§ Work task
Your answer should be every line with the word "stadium", copied from the data below.

☆ ☆ ☆ ☆

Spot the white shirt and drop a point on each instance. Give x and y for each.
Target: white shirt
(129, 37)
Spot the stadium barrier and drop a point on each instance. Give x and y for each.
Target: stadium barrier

☆ ☆ ☆ ☆

§ The answer
Spot the stadium barrier and drop a point on each instance. Give x and y for each.
Target: stadium barrier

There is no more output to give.